Excerpt provided:
※

Although this may sound surprising, fungi are often parasitic on other fungi. In fact, mycoparasitism is common among fungi, with whole groups specialized for this way of life. We can view mycoparasites in much the same way we do plant parasites, that is as necrotrophs and biotrophs. Necrotrophs kill the tissues they will consume while biotrophs obtain nutrition from living tissues.
Necrotrophic mycoparasites, like the species of Trichoderma at right can be extremely destructive to other fungi. They often spread rapidly, completely surrounding and covering their hosts in a few hours or days. The mechanisms used by necrotrophic mycoparasites to kill their hosts are not thoroughly studied but probably involve toxins as happens with necrotrophic plant parasites. Trichoderma, the most frequently studied mycoparasite occurs in soils, rotting wood, old mushrooms and many other environments. When it grows over another fungus it simply dissolves its host's hyphae with extracellular enzymes. This phenomenon can be interesting to observe. If a piece of a colony of a Trichoderma species is placed on the colony of another fungus, allowed to grow for a few hours and then placed under a microscope you will easily be able to see the hyphae of both fungi. However, a few days later the same examination will reveal only Trichoderma, looking healthy and vigourous. Trichoderma species are not usually very particular about what fungi they will consume. This lack of host-specificity has made them useful as agents of biological control for plant parasites, especially those attacking roots. On the other hand, these same fungi can be highly destructive if they get into into commercial mushroom beds.

※

The data:
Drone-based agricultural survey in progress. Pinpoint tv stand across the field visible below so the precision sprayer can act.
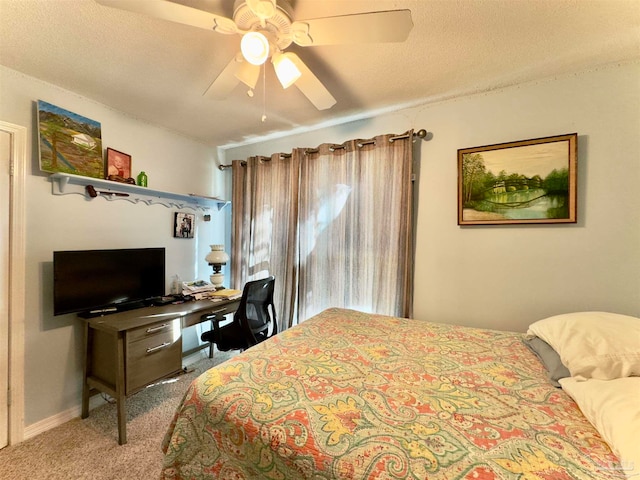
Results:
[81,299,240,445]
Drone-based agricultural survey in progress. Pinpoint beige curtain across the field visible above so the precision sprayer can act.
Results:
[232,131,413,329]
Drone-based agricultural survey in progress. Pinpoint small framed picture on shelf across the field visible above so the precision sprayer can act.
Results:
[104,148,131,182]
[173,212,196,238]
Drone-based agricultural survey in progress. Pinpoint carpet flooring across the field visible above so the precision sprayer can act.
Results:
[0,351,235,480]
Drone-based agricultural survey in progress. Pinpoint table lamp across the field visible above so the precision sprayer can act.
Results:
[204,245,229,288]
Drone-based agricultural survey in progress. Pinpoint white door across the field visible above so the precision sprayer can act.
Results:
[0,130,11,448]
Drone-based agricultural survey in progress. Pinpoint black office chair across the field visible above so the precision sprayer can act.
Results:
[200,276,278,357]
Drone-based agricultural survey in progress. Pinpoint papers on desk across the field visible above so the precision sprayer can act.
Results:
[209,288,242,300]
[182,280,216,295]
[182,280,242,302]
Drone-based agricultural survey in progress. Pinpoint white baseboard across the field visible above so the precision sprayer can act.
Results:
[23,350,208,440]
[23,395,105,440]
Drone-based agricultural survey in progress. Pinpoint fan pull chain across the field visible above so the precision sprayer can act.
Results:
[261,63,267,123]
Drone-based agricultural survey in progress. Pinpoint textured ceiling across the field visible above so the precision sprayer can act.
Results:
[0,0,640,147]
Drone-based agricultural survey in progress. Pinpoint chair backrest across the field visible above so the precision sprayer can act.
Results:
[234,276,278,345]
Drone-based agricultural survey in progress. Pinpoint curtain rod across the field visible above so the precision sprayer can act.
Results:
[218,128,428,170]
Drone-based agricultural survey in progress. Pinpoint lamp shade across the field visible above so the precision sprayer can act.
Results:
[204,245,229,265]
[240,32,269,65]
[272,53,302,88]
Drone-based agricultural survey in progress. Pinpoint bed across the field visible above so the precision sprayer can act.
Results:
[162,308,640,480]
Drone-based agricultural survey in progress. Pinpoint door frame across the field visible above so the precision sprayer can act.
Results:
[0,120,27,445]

※

Reproduce the passage on mycoparasitic fungi word for word from "Although this may" to "from living tissues.". You won't need the data for this.

Answer to the exercise:
Although this may sound surprising, fungi are often parasitic on other fungi. In fact, mycoparasitism is common among fungi, with whole groups specialized for this way of life. We can view mycoparasites in much the same way we do plant parasites, that is as necrotrophs and biotrophs. Necrotrophs kill the tissues they will consume while biotrophs obtain nutrition from living tissues.